ZFS Cheatsheet


This is a quick and dirty cheatsheet on Sun’s ZFS

Directories and Files
error messages /var/adm/messages
DEGRADED One or more top-level devices is in the degraded state because they have become offline. Sufficient replicas exist to keep functioning
FAULTED One or more top-level devices is in the faulted state because they have become offline. Insufficient replicas exist to keep functioning
OFFLINE The device was explicity taken offline by the “zpool offline” command
ONLINE The device is online and functioning
REMOVED The device was physically removed while the system was running
UNAVAIL The device could not be opened
Scrubbing and Resilvering
Scrubbing Examines all data to discover hardware faults or disk failures, only one scrub may be running at one time, you can manually scrub.
Resilvering is the same concept as rebuilding or resyncing data on to new disks into an array, the smart thing resilvering does is it does not rebuild the whole disk only the data that is required (the data blocks not the free blocks) thus reducing the time to resync a disk. Resilvering is automatic when you replace disks, etc. If a scrub is already running it is suspended until the resilvering has finished and then the scrubbing will continue.

[Location identification items]
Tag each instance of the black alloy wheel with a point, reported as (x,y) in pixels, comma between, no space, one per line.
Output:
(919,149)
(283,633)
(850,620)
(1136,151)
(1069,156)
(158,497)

_Actions to take:_
a) Can you reproduce the ZFS cheatsheet word for word, starting with "This is a quick" and going on through "can manually scrub."?
b) Which device states does the ZFS cheatsheet name? List every one.

_Task solutions:_
a)
This is a quick and dirty cheatsheet on Sun’s ZFS

Directories and Files
error messages /var/adm/messages
DEGRADED One or more top-level devices is in the degraded state because they have become offline. Sufficient replicas exist to keep functioning
FAULTED One or more top-level devices is in the faulted state because they have become offline. Insufficient replicas exist to keep functioning
OFFLINE The device was explicity taken offline by the “zpool offline” command
ONLINE The device is online and functioning
REMOVED The device was physically removed while the system was running
UNAVAIL The device could not be opened
Scrubbing and Resilvering
Scrubbing Examines all data to discover hardware faults or disk failures, only one scrub may be running at one time, you can manually scrub.

b)
DEGRADED
FAULTED
OFFLINE
ONLINE
REMOVED
UNAVAIL